Re: [Moses-support] producing the minimal number of LM-OOVs

Tom Hoar Sun, 20 Mar 2011 17:33:03 -0700

Chris,

It seems as though excluding target side of bitext is creating more
trouble than it solves. How about another approach that avoids LM-OOVs:


1) Include the target side, but gives it less weight. Therefore, the LM
can "make its call" with something instead of nothing. We've done this
by de-duping the target side and then doubling (sometimes tripling) the
non-target side corpora. 

2) "some translations in the phrase table are so bad..." We've found
that many of these are the duplicitous entries (such as formatting
labels) and the above approach helps. 

Tom


-----Original Message-----
From: Chris Dyer <[email protected]>
To: Philipp Koehn <[email protected]>
Cc: [email protected]
Subject: Re: [Moses-support] producing the minimal number of LM-OOVs
Date: Sun, 20 Mar 2011 13:58:59 -0400


There are two sources:

1) if you have multiple LMs, and one does not include the target side
of the bitext, you'll have a different profile of OOVs that are
actually in the language. Relatedly, I decided to exclude the Europarl
text from the LM training data, since I knew we would be translating
newsy genres.

2) there seems to be some evidence that some translations in the
phrase table are so bad that having leaving some words untranslated
is "better" than using what's in the phrase table. I can see an
argument that says that you should use the phrase table entries no
matter what, but my limited experiments suggest that letting the LM
make this call at least improves the BLEU score. Interpret that as you
will.

-C

On Sun, Mar 20, 2011 at 1:28 PM, Philipp Koehn <[email protected]> wrote:
> Hi,
>
> can I ask a dumb question -
> where do these unknown words come from?
>
> Obviously there are words that are unknown in the source,
> hence placed verbatim in the output, which will be likely
> be unknown to the language model. But there is really not
> much choice about having them or not (besides -drop-unknown).
> All translations will have them.
>
> Otherwise, all words in the translation model should be known.
>
> So, what is the choice here?
>
> -phi
>
> On Sat, Mar 19, 2011 at 7:19 PM, Kenneth Heafield <[email protected]> wrote:
>> I believe -vocab takes a file containing the vocabulary and maps
>> everything else in your training data to OOV, including producing
>> n-grams that contain <unk>.  Placing <unk> in the training data will
>> cause it to be treated like any other word in the corpus, which seems to
>> be what you want.

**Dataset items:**
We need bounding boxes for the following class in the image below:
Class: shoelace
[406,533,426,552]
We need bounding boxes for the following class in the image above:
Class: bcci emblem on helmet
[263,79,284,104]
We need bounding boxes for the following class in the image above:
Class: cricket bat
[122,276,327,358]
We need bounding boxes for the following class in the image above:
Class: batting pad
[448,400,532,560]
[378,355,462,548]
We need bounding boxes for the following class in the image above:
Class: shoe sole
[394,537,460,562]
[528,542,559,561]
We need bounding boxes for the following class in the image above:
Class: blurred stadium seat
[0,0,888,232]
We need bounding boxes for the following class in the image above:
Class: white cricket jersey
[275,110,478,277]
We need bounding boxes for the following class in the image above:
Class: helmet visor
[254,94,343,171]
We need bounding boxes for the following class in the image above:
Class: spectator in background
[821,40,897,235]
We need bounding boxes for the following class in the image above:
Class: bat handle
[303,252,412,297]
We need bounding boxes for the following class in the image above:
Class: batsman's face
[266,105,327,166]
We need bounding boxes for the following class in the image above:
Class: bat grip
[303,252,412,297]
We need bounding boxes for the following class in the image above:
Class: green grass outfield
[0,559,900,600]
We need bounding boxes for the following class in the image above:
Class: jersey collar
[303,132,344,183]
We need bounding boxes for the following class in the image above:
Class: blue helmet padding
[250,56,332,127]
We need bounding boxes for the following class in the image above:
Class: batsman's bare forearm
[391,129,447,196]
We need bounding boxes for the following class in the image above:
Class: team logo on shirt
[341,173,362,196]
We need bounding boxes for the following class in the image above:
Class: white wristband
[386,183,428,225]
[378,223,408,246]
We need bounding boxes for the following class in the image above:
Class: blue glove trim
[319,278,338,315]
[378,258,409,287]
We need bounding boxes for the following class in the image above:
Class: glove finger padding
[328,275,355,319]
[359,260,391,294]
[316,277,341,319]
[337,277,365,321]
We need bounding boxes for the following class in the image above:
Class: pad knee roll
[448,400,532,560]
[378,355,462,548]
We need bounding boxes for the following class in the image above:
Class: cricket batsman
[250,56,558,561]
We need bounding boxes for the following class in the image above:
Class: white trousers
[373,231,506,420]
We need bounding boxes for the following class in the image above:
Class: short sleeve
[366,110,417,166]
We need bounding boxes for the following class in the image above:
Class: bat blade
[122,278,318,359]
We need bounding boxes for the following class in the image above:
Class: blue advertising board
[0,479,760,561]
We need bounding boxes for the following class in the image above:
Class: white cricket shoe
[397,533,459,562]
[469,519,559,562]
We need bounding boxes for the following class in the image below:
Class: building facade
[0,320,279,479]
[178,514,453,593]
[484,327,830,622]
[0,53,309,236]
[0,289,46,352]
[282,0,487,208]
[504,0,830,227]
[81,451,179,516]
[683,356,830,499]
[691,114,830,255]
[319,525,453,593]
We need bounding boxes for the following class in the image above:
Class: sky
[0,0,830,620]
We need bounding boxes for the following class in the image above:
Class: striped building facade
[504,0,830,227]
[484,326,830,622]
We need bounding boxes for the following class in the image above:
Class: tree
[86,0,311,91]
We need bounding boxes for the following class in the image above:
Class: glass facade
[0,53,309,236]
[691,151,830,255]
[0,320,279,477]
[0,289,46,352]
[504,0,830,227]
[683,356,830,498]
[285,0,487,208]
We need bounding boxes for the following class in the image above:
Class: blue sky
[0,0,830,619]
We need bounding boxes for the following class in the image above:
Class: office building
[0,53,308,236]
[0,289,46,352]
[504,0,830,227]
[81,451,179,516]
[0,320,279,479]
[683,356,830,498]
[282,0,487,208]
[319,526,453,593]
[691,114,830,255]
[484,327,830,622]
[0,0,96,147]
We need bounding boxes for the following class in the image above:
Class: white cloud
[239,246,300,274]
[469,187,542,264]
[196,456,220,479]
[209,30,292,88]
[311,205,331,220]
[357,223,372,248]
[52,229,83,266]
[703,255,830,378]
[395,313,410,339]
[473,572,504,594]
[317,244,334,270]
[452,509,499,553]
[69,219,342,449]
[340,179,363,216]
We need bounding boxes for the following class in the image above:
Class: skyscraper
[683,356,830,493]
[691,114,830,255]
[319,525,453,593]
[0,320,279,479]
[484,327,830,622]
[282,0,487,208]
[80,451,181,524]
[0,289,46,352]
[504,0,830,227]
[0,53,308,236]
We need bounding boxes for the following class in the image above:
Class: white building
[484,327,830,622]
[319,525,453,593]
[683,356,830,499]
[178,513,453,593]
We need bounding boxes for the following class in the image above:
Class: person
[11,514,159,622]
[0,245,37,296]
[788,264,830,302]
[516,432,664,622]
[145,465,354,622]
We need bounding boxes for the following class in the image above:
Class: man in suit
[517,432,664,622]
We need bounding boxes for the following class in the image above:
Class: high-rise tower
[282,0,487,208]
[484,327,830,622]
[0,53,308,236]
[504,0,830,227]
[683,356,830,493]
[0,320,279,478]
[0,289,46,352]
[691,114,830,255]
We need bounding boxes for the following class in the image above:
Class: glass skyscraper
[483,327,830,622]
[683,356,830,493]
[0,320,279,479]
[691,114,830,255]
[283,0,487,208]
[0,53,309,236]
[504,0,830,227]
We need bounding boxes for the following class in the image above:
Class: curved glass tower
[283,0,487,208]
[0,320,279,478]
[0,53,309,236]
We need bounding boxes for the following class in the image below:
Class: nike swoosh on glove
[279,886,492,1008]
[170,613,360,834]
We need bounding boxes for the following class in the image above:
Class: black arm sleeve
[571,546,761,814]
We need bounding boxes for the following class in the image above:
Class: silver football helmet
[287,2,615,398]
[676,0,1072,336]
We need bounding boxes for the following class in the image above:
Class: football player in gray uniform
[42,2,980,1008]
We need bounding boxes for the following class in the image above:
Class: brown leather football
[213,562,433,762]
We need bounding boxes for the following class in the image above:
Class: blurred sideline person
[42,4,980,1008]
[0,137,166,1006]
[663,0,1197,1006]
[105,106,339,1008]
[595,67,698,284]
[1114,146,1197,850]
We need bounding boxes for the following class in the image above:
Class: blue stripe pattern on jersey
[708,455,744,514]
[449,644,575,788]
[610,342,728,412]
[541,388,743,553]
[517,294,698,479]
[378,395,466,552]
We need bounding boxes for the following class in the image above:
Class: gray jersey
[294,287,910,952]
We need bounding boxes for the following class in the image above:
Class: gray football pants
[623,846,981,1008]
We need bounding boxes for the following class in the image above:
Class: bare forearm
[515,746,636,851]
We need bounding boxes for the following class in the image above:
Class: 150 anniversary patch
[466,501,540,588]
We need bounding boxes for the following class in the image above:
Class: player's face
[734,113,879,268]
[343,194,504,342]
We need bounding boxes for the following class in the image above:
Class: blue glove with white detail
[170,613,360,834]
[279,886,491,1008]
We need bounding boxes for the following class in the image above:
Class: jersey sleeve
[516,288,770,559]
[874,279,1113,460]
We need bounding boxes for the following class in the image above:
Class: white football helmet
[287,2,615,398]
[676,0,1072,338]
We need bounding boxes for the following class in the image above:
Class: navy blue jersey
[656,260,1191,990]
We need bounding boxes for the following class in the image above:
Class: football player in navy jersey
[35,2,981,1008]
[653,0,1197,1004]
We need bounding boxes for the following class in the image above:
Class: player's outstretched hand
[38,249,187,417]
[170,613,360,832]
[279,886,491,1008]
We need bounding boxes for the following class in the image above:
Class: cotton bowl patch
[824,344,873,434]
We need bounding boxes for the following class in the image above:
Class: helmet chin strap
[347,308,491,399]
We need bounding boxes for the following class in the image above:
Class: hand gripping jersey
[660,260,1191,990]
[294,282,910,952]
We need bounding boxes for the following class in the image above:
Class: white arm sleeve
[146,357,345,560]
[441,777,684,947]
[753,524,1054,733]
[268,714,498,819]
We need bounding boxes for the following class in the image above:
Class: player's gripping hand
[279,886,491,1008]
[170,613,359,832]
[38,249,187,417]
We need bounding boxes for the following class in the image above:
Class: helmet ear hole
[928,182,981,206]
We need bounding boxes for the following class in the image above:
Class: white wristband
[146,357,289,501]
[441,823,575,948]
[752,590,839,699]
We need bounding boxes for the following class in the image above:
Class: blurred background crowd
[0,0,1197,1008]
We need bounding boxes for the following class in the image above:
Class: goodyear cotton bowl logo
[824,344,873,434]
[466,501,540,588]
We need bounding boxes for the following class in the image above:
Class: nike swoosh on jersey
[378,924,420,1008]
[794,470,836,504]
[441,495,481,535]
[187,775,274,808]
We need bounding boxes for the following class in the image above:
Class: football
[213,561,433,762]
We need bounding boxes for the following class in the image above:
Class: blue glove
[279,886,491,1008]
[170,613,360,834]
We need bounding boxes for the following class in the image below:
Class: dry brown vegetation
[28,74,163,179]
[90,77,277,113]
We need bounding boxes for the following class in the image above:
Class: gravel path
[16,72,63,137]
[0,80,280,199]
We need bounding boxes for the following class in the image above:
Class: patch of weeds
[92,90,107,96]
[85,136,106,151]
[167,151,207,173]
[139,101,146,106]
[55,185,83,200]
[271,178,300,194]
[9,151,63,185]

**What needs to be done:** In the mailing-list thread, rewrite the paragraph beginning "1) Include the target side" as a short bulleted list that keeps its main facts. None of the dataset items are needed.

**Reply to the exercise:**
- Include the target side of the bitext in the LM data, but give it less weight.
- This lets the LM decide based on something instead of nothing.
- Method used: de-dupe the target side, then double (sometimes triple) the non-target-side corpora.